What is asked:
Reproduce the records below, putting "Target category" wherever "Class of interest" appears and leaving everything else unchanged.

Listed entries:
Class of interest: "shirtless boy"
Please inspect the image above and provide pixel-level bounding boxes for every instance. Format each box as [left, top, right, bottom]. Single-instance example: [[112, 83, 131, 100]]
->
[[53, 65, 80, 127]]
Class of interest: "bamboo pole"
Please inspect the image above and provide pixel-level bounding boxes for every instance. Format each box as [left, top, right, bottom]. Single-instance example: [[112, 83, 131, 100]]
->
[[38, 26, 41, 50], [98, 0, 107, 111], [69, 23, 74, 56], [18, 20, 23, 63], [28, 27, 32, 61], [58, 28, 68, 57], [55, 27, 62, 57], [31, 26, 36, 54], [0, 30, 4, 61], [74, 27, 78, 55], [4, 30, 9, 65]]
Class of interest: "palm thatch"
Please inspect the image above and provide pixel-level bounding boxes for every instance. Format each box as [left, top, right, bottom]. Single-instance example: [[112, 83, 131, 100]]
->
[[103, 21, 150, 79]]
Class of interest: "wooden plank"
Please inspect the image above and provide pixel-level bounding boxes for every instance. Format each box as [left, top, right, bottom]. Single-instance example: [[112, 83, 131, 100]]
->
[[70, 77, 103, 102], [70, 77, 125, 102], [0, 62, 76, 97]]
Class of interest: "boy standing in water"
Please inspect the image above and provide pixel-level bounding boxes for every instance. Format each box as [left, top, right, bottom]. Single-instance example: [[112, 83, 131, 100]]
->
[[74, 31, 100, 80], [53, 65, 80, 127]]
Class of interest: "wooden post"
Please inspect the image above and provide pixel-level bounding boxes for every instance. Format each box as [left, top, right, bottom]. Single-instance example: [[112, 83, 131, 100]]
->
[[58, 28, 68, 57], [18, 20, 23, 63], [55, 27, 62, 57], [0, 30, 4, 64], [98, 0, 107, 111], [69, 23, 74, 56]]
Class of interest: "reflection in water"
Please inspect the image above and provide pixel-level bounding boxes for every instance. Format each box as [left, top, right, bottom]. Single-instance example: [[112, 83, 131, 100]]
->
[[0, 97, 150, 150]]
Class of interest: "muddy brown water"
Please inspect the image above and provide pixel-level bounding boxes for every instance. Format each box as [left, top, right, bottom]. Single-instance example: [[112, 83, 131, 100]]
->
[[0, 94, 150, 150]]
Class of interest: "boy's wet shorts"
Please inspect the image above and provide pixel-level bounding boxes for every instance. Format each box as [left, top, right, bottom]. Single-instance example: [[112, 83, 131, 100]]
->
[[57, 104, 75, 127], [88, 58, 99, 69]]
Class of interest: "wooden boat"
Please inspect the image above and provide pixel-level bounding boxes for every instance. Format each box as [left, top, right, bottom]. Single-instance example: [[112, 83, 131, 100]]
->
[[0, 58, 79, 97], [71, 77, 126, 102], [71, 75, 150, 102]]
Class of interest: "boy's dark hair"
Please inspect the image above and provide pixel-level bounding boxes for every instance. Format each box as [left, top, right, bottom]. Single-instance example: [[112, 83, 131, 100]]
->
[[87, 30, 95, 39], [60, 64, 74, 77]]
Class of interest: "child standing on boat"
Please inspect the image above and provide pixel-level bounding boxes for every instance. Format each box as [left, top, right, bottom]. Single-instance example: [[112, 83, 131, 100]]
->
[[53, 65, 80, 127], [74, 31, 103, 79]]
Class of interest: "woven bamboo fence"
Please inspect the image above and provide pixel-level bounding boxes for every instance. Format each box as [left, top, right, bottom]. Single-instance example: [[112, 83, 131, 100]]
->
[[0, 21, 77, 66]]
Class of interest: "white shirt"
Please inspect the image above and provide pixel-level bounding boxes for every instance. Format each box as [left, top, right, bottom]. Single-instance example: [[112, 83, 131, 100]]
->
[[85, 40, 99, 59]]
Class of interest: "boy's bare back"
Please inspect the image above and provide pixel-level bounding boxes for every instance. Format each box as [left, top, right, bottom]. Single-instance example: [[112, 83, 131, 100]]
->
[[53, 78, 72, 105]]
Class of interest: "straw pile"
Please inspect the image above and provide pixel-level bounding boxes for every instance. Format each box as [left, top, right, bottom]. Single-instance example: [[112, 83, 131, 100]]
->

Answer to this problem:
Target category: "shirtless boy"
Please inspect the image above and provide pixel-level bounding boxes for every instance. Format each box as [left, top, right, bottom]. Single-instance example: [[112, 83, 131, 100]]
->
[[53, 65, 80, 127]]
Target category: "bamboo pole"
Please inspect the image above and provide pixel-level bounding boxes for every instance. Format each box as [left, top, right, bottom]. Single-instance example: [[112, 83, 131, 100]]
->
[[38, 26, 41, 50], [98, 0, 107, 111], [69, 23, 74, 56], [18, 20, 23, 63], [28, 27, 32, 61], [58, 28, 68, 57], [55, 27, 62, 57], [31, 26, 36, 54], [0, 30, 4, 61], [74, 27, 78, 55], [4, 30, 9, 65]]
Target category: "palm thatch"
Please inspect the image above and provide pixel-level bounding boxes for every instance. Format each box as [left, top, right, bottom]. Single-instance example: [[112, 83, 131, 100]]
->
[[103, 21, 150, 79]]
Target category: "wooden plank"
Please inspect the image above and provide pixel-level bounding boxes for every instance. Format each box as [left, top, right, bottom]. Single-instance example: [[112, 83, 131, 100]]
->
[[70, 77, 103, 102], [70, 77, 125, 102], [0, 62, 76, 97]]
Target category: "boy standing in water"
Please inspect the image above and provide pixel-level bounding boxes for every instance. Format each box as [left, top, right, bottom]. Single-instance example: [[112, 83, 131, 100]]
->
[[74, 31, 100, 80], [53, 65, 80, 127]]
Target category: "wooden post"
Please inspect the image above and provide pixel-level bounding boxes for every instance. Format each box as [left, top, right, bottom]. Single-instance example: [[112, 83, 131, 100]]
->
[[58, 28, 68, 57], [18, 20, 23, 63], [55, 27, 62, 57], [0, 30, 4, 64], [98, 0, 107, 111], [69, 23, 74, 56]]
Target category: "reflection in water"
Please inspect the image above and provide pixel-level bounding boxes for every instance. Format each box as [left, top, right, bottom]. Single-instance example: [[112, 83, 131, 100]]
->
[[0, 97, 150, 150]]
Target category: "muddy brown water"
Please inspect the image above and provide pixel-level bounding boxes for every instance. Format each box as [left, top, right, bottom]. Single-instance example: [[112, 83, 131, 100]]
->
[[0, 94, 150, 150]]
Target category: "boy's wet shorts"
Please inspect the image above and provide pixel-level bounding boxes for every instance. Format each box as [left, top, right, bottom]. Single-instance example: [[112, 83, 131, 100]]
->
[[57, 104, 75, 127], [88, 58, 99, 69]]
Target category: "wooden boat"
Please inspect the image above and provide pixel-level bounding boxes for every instance. Format each box as [left, top, right, bottom]. Single-instance example: [[112, 83, 131, 100]]
->
[[0, 58, 79, 97], [71, 77, 126, 102], [71, 75, 150, 102]]
Target category: "boy's dark hair"
Please inspect the image above and provide pixel-level bounding boxes for every instance. Format each box as [left, top, right, bottom]. Single-instance example: [[112, 83, 131, 100]]
->
[[87, 30, 95, 39], [60, 64, 74, 77]]
Target category: "child standing on boat"
Please inspect the image above and provide pixel-level bounding boxes for every instance. Format each box as [left, top, right, bottom]. Single-instance example: [[112, 83, 131, 100]]
->
[[53, 65, 80, 127], [74, 31, 103, 79]]
Target category: "woven bamboo fence"
Please inspect the image above and provide pixel-level bounding boxes for every instance. Format each box as [left, top, right, bottom]. Single-instance example: [[112, 83, 131, 100]]
->
[[0, 21, 77, 66]]
Target category: "white shirt"
Please inspect the image above and provide pixel-level bounding boxes for every instance. Format each box as [left, top, right, bottom]. Single-instance example: [[112, 83, 131, 100]]
->
[[85, 40, 99, 59]]
Target category: "boy's bare back"
Please inspect the image above and provide pixel-level bounding boxes for every instance. Format each box as [left, top, right, bottom]. Single-instance example: [[112, 83, 131, 100]]
->
[[53, 78, 72, 105]]
Target category: "straw pile"
Please inspect the image above and provide pixel-level bounding boxes for every instance. Format each box as [left, top, right, bottom]. Single-instance example: [[112, 83, 131, 100]]
->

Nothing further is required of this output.